Problem details:
Which of the lines in the data below contain the string "trunk"? Copy each of them.

##############################

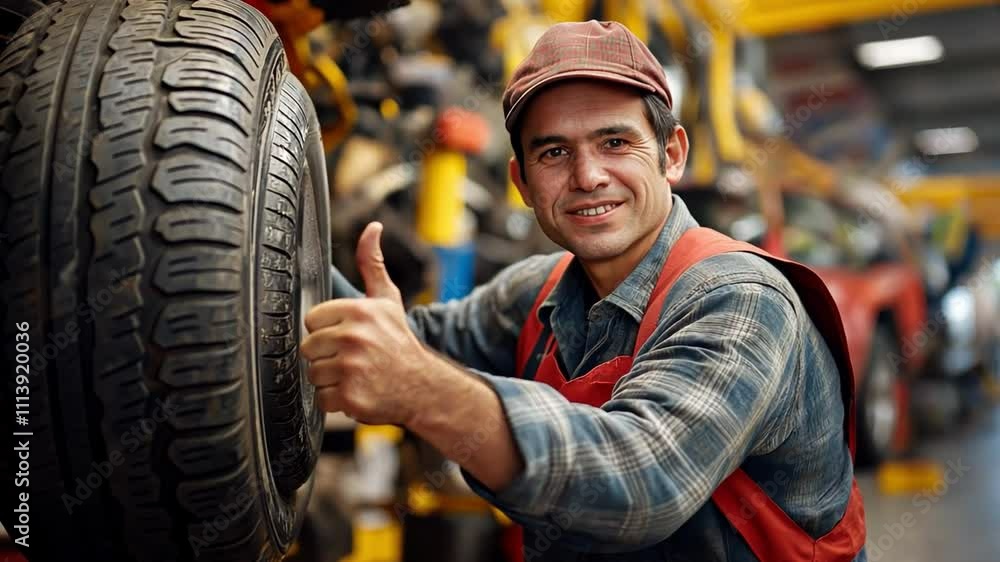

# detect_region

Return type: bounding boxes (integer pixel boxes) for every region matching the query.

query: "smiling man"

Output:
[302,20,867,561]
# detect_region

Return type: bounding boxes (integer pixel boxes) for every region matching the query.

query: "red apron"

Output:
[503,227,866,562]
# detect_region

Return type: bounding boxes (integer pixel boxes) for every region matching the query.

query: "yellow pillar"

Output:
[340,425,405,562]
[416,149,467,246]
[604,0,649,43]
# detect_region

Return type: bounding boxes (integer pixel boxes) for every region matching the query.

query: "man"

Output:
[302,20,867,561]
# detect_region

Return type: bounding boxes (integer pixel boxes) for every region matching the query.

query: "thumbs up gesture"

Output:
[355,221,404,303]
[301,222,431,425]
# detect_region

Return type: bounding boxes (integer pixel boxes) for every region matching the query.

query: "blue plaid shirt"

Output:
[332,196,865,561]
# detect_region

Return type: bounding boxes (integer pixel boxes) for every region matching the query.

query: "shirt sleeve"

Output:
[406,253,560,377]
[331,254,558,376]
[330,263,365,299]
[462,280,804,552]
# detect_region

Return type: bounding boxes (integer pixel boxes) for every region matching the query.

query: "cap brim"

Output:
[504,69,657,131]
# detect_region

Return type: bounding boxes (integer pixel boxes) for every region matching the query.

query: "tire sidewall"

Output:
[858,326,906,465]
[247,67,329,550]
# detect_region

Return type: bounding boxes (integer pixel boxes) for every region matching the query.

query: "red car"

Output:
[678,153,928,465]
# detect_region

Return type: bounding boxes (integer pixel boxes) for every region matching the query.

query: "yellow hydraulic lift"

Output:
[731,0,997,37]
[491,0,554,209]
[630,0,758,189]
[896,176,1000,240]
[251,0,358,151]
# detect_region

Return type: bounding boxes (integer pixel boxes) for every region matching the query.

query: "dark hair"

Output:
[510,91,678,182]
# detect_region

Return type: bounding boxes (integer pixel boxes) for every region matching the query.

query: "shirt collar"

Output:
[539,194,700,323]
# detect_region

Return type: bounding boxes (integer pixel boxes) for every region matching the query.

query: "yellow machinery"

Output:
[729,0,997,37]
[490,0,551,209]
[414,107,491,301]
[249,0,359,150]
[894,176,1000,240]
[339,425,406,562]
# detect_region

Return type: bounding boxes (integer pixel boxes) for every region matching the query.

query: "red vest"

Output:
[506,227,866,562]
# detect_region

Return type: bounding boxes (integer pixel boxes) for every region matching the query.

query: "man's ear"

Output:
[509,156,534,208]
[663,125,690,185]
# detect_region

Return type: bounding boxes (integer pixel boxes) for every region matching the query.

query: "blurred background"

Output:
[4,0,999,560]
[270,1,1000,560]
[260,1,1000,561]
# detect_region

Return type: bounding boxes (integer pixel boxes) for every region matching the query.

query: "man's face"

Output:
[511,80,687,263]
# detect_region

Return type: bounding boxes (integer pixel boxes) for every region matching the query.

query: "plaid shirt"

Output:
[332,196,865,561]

##############################

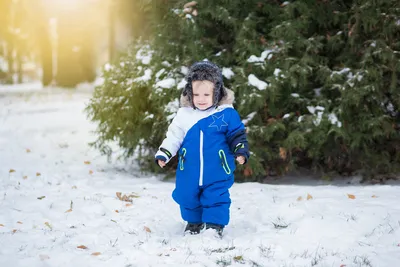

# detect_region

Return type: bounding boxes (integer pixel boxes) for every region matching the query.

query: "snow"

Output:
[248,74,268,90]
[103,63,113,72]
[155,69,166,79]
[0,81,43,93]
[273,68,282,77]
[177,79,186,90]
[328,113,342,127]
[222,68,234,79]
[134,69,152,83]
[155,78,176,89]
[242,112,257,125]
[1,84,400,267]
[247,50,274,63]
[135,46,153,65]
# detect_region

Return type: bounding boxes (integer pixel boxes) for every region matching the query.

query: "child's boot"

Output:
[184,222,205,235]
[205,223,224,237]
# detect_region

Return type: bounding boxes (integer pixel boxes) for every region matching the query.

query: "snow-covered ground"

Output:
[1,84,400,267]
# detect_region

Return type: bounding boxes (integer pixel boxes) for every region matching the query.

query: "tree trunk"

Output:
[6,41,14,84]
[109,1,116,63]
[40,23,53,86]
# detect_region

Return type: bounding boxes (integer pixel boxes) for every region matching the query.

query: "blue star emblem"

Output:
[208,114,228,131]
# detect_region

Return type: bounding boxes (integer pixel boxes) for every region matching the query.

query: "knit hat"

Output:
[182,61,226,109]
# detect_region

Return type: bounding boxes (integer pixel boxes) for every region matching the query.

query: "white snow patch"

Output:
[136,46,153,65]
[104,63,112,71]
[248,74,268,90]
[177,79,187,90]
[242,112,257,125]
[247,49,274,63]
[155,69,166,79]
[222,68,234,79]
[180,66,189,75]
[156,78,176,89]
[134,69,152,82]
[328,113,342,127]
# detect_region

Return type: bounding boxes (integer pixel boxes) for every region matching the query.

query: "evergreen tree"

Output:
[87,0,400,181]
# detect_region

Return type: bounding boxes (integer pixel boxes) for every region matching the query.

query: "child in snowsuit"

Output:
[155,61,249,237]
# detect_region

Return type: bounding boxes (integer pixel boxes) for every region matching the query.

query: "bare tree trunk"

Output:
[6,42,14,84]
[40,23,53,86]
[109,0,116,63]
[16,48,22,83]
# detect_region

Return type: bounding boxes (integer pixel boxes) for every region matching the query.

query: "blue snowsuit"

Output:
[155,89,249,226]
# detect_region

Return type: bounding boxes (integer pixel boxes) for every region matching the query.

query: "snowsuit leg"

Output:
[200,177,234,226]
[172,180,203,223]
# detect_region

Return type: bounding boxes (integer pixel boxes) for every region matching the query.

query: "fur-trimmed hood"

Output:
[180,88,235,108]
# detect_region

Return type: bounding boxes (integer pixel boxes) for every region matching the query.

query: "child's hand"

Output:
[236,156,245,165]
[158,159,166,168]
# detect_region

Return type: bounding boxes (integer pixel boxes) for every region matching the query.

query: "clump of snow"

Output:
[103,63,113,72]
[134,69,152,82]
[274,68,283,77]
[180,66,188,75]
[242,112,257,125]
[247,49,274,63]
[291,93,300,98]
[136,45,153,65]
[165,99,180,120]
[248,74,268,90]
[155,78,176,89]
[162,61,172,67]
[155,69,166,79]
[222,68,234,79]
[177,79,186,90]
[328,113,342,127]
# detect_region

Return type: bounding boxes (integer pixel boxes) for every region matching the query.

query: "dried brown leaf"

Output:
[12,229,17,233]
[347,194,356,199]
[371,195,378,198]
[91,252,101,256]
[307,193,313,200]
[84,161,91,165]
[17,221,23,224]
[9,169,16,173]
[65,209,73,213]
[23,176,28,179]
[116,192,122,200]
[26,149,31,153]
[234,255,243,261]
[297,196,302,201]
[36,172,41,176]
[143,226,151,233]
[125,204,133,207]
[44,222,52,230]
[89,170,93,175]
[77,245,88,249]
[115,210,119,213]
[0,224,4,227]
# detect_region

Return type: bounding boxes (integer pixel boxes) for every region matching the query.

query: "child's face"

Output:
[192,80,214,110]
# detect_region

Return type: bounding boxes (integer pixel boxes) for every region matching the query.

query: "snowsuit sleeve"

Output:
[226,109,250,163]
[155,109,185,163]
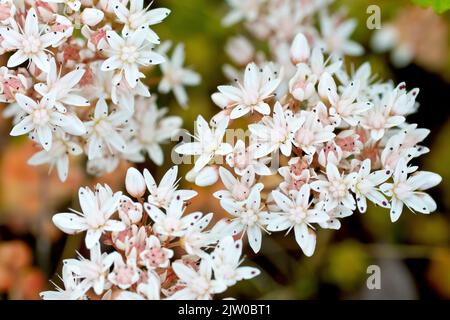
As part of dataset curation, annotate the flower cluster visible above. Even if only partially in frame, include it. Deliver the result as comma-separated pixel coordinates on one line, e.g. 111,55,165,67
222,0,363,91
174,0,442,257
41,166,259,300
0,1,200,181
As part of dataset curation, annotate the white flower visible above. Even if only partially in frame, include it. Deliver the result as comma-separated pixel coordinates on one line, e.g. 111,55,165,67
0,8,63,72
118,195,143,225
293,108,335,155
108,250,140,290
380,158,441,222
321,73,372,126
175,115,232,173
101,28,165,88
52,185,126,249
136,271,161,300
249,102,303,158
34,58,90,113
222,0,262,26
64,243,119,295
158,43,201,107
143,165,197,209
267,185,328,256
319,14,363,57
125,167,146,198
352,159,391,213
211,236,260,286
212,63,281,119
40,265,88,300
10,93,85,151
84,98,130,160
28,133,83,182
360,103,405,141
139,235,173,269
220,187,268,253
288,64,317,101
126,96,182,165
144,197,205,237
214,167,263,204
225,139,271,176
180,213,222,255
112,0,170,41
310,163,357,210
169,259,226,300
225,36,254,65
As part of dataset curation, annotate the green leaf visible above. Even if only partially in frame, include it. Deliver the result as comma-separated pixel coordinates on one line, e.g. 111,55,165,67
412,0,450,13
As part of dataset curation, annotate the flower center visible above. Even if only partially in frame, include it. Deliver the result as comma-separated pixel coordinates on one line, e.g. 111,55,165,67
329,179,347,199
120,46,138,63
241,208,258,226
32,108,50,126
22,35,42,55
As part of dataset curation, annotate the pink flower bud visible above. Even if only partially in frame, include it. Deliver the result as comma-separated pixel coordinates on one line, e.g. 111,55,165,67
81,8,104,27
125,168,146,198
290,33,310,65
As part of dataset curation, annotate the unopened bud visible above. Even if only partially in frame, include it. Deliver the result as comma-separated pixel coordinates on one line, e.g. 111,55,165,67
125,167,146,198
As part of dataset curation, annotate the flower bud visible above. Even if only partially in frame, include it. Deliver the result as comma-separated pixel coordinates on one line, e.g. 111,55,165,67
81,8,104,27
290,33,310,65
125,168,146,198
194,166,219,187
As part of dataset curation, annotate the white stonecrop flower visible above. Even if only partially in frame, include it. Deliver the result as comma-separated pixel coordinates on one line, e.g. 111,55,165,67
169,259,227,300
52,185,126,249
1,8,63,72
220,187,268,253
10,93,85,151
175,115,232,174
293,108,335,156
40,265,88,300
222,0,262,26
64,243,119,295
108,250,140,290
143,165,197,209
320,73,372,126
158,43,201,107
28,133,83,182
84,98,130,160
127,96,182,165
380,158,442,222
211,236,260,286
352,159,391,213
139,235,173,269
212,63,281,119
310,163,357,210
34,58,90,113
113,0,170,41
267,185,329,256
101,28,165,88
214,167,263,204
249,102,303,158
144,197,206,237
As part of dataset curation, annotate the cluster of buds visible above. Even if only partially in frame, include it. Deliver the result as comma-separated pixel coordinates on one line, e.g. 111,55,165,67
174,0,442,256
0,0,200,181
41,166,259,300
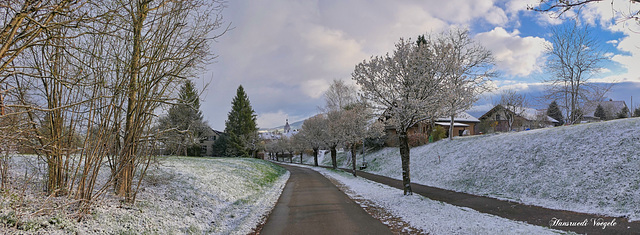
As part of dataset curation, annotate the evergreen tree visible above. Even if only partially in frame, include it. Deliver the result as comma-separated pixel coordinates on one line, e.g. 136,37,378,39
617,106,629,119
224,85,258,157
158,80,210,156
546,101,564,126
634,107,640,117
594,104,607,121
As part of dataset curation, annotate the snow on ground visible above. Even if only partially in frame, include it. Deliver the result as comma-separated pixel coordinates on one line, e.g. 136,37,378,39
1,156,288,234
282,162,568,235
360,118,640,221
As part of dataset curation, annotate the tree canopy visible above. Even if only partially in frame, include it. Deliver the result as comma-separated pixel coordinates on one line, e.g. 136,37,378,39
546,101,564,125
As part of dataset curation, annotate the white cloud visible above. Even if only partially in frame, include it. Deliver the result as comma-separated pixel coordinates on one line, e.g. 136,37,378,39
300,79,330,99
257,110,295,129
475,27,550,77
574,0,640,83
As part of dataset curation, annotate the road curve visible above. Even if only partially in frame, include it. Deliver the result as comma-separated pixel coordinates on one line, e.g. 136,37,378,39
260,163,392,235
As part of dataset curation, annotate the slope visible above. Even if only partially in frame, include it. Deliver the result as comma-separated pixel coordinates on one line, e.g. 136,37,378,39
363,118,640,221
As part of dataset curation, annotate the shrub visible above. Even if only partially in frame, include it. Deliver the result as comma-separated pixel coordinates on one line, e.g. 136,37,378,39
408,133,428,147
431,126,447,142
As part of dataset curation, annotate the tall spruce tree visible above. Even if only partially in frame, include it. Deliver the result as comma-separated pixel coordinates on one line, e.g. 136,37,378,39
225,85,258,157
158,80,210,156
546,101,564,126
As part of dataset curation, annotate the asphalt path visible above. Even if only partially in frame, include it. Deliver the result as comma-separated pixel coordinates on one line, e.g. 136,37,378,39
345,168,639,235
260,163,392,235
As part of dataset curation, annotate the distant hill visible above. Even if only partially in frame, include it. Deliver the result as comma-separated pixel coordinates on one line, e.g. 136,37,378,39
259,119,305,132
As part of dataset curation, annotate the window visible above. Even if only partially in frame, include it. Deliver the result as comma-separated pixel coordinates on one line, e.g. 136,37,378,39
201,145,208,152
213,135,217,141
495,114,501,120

##############################

Output below:
query: "tree trunk"
query: "bare tree trunk"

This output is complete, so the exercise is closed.